**Excerpt to read**

____

Aggravated assault. Hall Superior Court. Before Judge Palmour.
1. The defendant was tried and convicted of aggravated assault. It is uncontested that he blocked the road, halting the car of his estranged wife, went over to her, opened the car door, pistol in hand, and that she was shot in the neck. The prosecutrix first stated to law enforcement officers that she was trying to keep the defendant from shooting himself and the gun was fired by accident, but almost three months later she took out a warrant for his arrest. It accordingly became a prominent matter of defense that she had made contradictory statements about the transaction. The defendant placed his character in issue. Special grounds 1, 2, 7, 8, 9 and 10 complain of rulings regarding questions asked of the prosecutrix and her answers to the effect that at the time of the occurrence her main reason for saying the shot was accidental was because she was afraid of her husband and afraid that, even if he were sent to jail, he would get out and seek revenge on her. Asked why she later changed her mind she gave responses to the effect that he had made attempts against her mother, that he tried to run her mother down with a car, that he shot another person, that he was arrested for DUI and assaulted a police officer, and that his family promised to get help for his mental condition and she "felt he was dangerous and too many innocent people were being involved."

____

**Task requirements**
Answer these questions about the court excerpt above.
1. Which judge is named in the header?
2. About how long after the shooting did the prosecutrix take out a warrant for the defendant's arrest?
3. What did the defendant's family promise to do?

**Dataset rows on where objects appear**
____

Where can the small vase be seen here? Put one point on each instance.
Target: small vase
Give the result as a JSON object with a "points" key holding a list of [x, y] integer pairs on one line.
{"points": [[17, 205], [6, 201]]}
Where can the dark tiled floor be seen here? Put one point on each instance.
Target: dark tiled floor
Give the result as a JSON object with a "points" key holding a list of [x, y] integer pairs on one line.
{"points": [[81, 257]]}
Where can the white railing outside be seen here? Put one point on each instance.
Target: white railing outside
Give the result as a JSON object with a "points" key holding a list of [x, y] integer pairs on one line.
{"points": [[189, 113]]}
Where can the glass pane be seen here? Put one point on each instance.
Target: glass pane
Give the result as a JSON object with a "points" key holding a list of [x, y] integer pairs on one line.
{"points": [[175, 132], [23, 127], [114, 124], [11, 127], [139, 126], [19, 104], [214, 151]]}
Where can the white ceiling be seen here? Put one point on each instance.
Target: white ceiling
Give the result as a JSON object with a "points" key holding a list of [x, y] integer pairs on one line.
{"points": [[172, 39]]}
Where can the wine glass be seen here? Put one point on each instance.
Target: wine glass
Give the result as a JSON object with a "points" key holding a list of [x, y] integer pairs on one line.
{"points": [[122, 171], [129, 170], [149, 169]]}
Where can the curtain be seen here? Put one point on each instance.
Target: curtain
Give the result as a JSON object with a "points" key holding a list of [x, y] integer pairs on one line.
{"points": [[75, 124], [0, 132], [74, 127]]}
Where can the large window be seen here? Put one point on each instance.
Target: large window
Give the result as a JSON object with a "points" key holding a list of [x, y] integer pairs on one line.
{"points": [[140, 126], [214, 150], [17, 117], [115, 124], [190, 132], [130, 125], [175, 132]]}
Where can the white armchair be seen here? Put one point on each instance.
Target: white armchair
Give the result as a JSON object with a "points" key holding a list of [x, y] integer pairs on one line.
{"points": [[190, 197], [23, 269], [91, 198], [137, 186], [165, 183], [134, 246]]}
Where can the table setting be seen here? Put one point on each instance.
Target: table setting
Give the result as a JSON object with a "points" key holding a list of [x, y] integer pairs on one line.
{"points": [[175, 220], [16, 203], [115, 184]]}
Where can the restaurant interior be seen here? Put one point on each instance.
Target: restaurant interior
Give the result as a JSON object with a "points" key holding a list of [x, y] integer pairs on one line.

____

**Answer to the exercise**
1. Judge Palmour.
2. Almost three months later.
3. To get help for his mental condition.